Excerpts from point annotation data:
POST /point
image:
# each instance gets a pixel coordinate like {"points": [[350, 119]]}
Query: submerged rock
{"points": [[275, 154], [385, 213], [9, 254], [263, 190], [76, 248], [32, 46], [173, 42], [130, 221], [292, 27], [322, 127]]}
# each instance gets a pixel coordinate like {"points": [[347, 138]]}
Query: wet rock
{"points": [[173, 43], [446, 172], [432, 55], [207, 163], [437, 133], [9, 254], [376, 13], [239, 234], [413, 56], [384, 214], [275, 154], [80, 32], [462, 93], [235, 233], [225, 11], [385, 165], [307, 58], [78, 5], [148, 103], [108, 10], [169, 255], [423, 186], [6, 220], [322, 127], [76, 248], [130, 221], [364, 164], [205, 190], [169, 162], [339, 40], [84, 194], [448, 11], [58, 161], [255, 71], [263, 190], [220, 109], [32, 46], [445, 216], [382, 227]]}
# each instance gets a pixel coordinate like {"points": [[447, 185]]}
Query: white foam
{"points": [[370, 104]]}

*Stated task:* Exactly as shown above, return every record.

*Problem solution:*
POST /point
image:
# each instance gets a pixel coordinate like {"points": [[350, 119]]}
Query: submerged rock
{"points": [[275, 154], [385, 213], [9, 254], [263, 190], [76, 248], [32, 46], [173, 42], [130, 221], [292, 27], [322, 127]]}
# each instance gets a pixel coordinate like {"points": [[347, 138]]}
Query: wet rock
{"points": [[173, 43], [446, 172], [432, 55], [207, 163], [437, 133], [9, 254], [376, 13], [239, 234], [413, 56], [384, 214], [275, 154], [80, 32], [462, 93], [235, 233], [225, 11], [385, 165], [307, 58], [78, 5], [148, 103], [108, 10], [169, 255], [423, 186], [6, 220], [322, 127], [76, 248], [130, 221], [364, 164], [205, 190], [169, 162], [339, 40], [84, 194], [448, 11], [58, 161], [255, 71], [263, 190], [220, 109], [32, 46], [445, 216], [382, 227]]}
# each instance gets a pixel coordinate like {"points": [[447, 185]]}
Query: white foam
{"points": [[370, 104]]}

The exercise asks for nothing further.